───── Ausgangstext ─────

Antwort an den Journalisten Martin Mair

„Unabhängiger“ Journalist ruft nach Zensur!
Antwort auf Martin Mair, Mund-Beitrag 22, Dienstag, 20.03.01

Die neuen Zeiten der kapitalistischen Globalisierung und des Neoliberalismus zeichnen sich durch ihre systematische Verkehrung der Wirklichkeit aus. Was früher klar als Kolonialismus, Imperialismus und Unterdrückung feststand, wird heute als humanitäre, demokratische und befreiende Mission präsentiert. Worte wie Menschenrechte, Antifaschismus und Demokratie werden so mit neuen Inhalten gefüllt, um eine Realität ihrer ständigen Verletzungen zu legitimieren. In dieser Strategie, die zur Sicherung der brutalen Hegemonie neoliberalen Unrechts in der Welt notwendig ist und am „glaubwürdigsten“ von ehemaligen Linken (wie Joschka Fischer) verkörpert wird, sind die Medien ein entscheidender Baustein. Spätestens der Jugoslawien-Krieg zeigte jedem, der es sehen wollte, das über die Medien zur Wahrheit gemachte Lügen (wie etwa das Massaker von Racak) das notwendige Vorspiel zum Krieg waren. Im Prinzip nichts anderes als „objektiv“ und „unabhängig“ getarnte Kriegspropaganda, die sich den neuen politischen Gegebenheiten und ihren Sprachmustern anpasst.

Gerade in zugespitzten politischen und sozialen Konflikten, die die Hegemonie der kapitalistischen Globalisierung und ihre neoliberale politische Philosophie angreifen, wird die scheinbare Unabhängigkeit medialer Berichterstattung zum offenen Parteiergreifen – und meist sind es nur wenige Mutige, die sich auf die Seite derer stellen, die in den Seiten oder auf den Bildschirmen der großen Medienmonopole keine Stimme haben.

─────

Aufgabenliste:
(a) Fassen Sie den Ausgangstext bitte in zwei Sätzen zusammen.
(b) Formen Sie den Absatz im Ausgangstext, der mit „Die neuen Zeiten der kapitalistischen Globalisierung“ beginnt, in eine Stichpunktliste um, ohne seine wesentlichen Aussagen zu verlieren.
(c) Geben Sie den Abschnitt des Ausgangstextes Wort für Wort wieder, beginnend bei „Gerade in zugespitzten“ und weiter bis einschließlich „keine Stimme haben.“.

───── Gesammelte Daten ─────

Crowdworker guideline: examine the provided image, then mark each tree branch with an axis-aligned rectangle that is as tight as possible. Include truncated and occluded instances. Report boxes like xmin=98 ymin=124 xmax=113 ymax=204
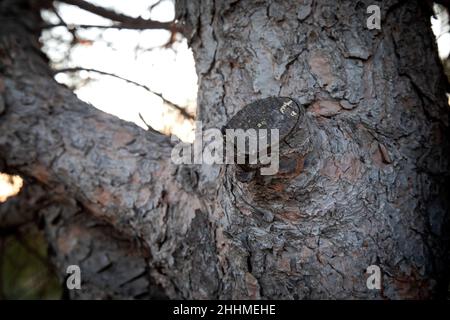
xmin=55 ymin=67 xmax=195 ymax=120
xmin=0 ymin=19 xmax=218 ymax=298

─────

Lösungen:
(a) Der Text argumentiert, dass die Zeiten der kapitalistischen Globalisierung und des Neoliberalismus die Wirklichkeit systematisch verkehren, indem Kolonialismus, Imperialismus und Unterdrückung als humanitäre, demokratische und befreiende Mission präsentiert und Begriffe wie Menschenrechte, Antifaschismus und Demokratie mit neuen Inhalten gefüllt werden. Die Medien gelten dabei als entscheidender Baustein, was spätestens der Jugoslawien-Krieg gezeigt habe, und in zugespitzten politischen und sozialen Konflikten werde ihre scheinbare Unabhängigkeit zum offenen Parteiergreifen.

(b)
- Kapitalistische Globalisierung und Neoliberalismus verkehren die Wirklichkeit systematisch.
- Kolonialismus, Imperialismus und Unterdrückung werden heute als humanitäre, demokratische und befreiende Mission präsentiert.
- Begriffe wie Menschenrechte, Antifaschismus und Demokratie erhalten neue Inhalte, um ihre ständige Verletzung zu legitimieren.
- Diese Strategie sichert die Hegemonie neoliberalen Unrechts, wird am „glaubwürdigsten“ von ehemaligen Linken wie Joschka Fischer verkörpert, und die Medien sind darin ein entscheidender Baustein.
- Der Jugoslawien-Krieg zeigte, dass über die Medien zur Wahrheit gemachte Lügen wie das Massaker von Racak das Vorspiel zum Krieg waren.
- Im Prinzip handelt es sich um als „objektiv“ und „unabhängig“ getarnte Kriegspropaganda, die sich neuen politischen Gegebenheiten und ihren Sprachmustern anpasst.

(c)
Gerade in zugespitzten politischen und sozialen Konflikten, die die Hegemonie der kapitalistischen Globalisierung und ihre neoliberale politische Philosophie angreifen, wird die scheinbare Unabhängigkeit medialer Berichterstattung zum offenen Parteiergreifen – und meist sind es nur wenige Mutige, die sich auf die Seite derer stellen, die in den Seiten oder auf den Bildschirmen der großen Medienmonopole keine Stimme haben.